TASK INSTRUCTIONS: Gather every line below that contains the word "cloudy" and copy each one unchanged.

PROVIDED DATA:
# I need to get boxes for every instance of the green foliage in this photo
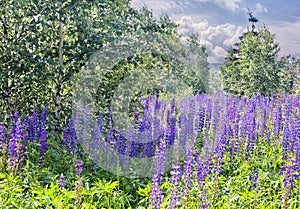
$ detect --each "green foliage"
[221,21,297,96]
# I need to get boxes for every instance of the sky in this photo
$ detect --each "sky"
[131,0,300,63]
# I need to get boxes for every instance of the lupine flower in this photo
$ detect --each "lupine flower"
[75,159,83,177]
[249,170,258,190]
[58,173,66,189]
[282,164,295,209]
[39,127,47,167]
[170,163,182,209]
[195,150,210,209]
[150,136,166,209]
[63,118,77,155]
[150,173,163,209]
[8,112,25,174]
[0,123,7,171]
[31,108,39,141]
[75,178,83,209]
[283,164,295,194]
[0,123,7,151]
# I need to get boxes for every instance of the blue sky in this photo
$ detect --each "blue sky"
[131,0,300,63]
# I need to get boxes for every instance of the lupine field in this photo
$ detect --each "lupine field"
[0,94,300,209]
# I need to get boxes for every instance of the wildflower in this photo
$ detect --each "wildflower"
[75,159,83,177]
[170,163,182,209]
[75,178,83,209]
[8,112,25,174]
[39,127,47,167]
[249,170,258,190]
[150,173,163,209]
[58,173,66,189]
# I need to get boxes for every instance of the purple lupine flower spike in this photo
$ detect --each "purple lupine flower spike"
[170,163,182,209]
[58,173,66,189]
[75,159,83,177]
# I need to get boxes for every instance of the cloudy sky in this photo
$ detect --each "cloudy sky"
[132,0,300,63]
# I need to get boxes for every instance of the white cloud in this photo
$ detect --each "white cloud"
[267,18,300,57]
[176,16,245,63]
[255,3,268,12]
[197,0,242,11]
[208,46,227,63]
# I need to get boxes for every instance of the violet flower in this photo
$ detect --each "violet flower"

TASK RESULT:
# I need to get boxes for every instance of the cloudy sky in this photo
$ detect --each "cloudy sky"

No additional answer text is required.